→ **Task to complete**: Beginning at the line that contains "Where can the rocky slope be found here?", reproduce every line to the end of the material without changing any of them.

★ ★ ★ ★ ★

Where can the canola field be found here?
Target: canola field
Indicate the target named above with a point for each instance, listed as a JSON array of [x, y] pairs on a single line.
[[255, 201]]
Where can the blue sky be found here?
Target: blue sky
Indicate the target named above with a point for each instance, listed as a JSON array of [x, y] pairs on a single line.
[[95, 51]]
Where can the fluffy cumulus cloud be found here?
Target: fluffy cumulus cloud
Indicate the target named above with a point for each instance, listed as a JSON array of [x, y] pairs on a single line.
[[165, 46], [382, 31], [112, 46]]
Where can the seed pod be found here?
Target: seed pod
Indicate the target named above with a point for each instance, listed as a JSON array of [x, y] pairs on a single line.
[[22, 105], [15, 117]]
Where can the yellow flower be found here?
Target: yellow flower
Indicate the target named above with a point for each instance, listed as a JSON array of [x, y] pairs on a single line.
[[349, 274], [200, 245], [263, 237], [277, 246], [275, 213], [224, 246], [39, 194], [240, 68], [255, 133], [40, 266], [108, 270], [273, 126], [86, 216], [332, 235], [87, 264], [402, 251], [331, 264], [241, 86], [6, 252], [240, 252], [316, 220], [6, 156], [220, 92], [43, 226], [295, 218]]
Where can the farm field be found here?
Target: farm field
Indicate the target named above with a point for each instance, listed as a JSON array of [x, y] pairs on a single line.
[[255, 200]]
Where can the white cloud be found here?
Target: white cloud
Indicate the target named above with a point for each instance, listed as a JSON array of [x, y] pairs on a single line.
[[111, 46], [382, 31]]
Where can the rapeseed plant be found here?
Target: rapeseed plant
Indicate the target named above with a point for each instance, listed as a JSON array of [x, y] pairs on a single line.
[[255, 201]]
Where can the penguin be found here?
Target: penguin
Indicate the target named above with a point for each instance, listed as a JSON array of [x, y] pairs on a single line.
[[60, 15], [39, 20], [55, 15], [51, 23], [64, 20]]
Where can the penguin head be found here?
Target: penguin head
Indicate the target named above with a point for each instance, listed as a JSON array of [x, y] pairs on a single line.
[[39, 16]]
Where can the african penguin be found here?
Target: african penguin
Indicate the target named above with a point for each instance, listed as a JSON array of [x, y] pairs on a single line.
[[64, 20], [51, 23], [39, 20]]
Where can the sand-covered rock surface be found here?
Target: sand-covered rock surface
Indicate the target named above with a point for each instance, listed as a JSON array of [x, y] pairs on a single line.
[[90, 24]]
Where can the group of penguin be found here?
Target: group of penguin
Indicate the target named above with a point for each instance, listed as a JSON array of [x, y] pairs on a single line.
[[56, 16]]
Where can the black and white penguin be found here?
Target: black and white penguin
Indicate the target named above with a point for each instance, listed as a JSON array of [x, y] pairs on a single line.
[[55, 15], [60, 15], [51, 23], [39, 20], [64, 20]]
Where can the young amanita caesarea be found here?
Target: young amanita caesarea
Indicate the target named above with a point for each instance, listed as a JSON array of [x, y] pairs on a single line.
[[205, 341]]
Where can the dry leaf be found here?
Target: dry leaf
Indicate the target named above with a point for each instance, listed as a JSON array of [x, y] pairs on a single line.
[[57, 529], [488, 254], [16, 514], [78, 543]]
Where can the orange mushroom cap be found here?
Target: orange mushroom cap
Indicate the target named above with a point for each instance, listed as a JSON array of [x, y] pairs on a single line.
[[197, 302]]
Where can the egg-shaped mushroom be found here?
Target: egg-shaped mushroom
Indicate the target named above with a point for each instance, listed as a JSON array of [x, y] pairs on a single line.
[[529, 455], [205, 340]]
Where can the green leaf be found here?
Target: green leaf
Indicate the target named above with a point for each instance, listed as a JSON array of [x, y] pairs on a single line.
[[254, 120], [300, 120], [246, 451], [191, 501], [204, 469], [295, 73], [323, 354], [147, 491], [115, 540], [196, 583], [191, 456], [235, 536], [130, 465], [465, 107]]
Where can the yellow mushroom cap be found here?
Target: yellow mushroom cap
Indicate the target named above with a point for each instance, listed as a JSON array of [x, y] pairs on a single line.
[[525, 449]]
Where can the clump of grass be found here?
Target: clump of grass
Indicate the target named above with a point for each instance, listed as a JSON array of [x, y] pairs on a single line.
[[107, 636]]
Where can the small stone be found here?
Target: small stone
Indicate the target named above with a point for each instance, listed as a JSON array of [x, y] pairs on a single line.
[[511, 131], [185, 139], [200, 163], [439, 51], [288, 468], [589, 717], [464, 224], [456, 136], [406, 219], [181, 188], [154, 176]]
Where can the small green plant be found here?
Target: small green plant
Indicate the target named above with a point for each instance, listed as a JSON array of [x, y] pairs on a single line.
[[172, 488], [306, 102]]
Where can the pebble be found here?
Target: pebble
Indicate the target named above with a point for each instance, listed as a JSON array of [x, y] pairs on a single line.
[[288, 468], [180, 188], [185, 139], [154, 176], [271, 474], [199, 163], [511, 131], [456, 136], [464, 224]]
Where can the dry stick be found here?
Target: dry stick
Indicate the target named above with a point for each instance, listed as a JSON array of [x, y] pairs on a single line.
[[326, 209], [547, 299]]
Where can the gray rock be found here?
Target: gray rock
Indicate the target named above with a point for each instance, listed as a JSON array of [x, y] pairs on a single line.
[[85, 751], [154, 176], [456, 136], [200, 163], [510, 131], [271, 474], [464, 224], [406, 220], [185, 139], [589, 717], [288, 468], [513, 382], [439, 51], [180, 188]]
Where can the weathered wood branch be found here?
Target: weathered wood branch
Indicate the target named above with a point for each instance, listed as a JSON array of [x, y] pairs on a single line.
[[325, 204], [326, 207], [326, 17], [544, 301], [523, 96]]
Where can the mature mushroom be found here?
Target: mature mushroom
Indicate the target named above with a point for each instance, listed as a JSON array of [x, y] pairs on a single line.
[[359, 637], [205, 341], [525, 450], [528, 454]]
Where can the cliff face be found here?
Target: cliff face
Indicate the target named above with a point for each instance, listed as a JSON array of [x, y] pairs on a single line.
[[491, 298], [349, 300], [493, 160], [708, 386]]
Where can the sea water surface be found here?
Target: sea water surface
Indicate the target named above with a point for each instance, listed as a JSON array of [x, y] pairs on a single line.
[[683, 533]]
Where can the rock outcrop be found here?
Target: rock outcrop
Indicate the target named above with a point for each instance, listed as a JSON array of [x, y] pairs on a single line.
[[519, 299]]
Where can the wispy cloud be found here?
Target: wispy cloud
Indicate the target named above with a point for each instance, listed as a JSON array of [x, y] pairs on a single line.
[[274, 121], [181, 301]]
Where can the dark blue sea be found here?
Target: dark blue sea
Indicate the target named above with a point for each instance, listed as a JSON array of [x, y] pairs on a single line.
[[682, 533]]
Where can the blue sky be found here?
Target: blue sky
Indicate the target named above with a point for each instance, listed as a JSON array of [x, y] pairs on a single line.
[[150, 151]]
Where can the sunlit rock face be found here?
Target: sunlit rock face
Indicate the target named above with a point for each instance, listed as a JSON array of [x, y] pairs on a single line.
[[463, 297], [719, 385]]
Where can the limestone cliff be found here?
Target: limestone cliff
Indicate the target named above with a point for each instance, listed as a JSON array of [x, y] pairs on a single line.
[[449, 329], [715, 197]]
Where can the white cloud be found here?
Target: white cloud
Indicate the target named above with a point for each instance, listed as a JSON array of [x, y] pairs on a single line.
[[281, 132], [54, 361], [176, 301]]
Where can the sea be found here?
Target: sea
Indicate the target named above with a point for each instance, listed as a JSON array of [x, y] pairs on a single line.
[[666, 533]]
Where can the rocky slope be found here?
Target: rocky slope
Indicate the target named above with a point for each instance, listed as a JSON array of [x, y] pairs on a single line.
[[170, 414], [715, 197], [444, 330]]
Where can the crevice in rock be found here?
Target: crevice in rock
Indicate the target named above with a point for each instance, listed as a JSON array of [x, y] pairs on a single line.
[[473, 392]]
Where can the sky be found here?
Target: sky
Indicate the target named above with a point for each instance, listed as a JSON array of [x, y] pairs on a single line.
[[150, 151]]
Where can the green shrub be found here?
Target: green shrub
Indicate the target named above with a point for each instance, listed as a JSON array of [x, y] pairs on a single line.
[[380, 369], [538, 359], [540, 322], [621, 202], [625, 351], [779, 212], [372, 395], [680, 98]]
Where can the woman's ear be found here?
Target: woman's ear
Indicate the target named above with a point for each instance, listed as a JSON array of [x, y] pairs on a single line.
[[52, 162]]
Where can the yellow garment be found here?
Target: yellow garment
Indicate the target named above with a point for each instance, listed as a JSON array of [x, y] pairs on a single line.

★ ★ ★ ★ ★

→ **The reply**:
Where can the rocky slope be found here?
Target: rocky slope
Indicate the target named above with a point for each instance, listed as a JSON array of [x, y] pairs on a single line.
[[170, 414], [715, 197], [444, 330]]
Where can the crevice in rock be found here?
Target: crevice in rock
Indicate the target named above with a point for each instance, listed as a JSON array of [x, y] pairs on a single line.
[[473, 392]]
Where can the sky be found here?
Target: sky
Indicate the target named above with a point for each instance, listed as a JSON array of [x, y] pairs on a single line.
[[150, 151]]
Where can the green shrub be found here?
Target: green shrub
Indicate the target named above with a point for each instance, listed as a JSON array of [x, y] pairs on a single line.
[[380, 369], [538, 359], [540, 322], [621, 202], [625, 351], [779, 212], [372, 395], [680, 98]]
Where can the woman's ear be found here?
Target: woman's ear
Indicate the target named above with a point for each instance, listed as a JSON array of [x, y] pairs on a single line.
[[52, 162]]
Where can the yellow garment be found here?
Target: yellow garment
Indicate the target named above with a point for each instance, listed as a JSON array of [x, y] pairs on a single line.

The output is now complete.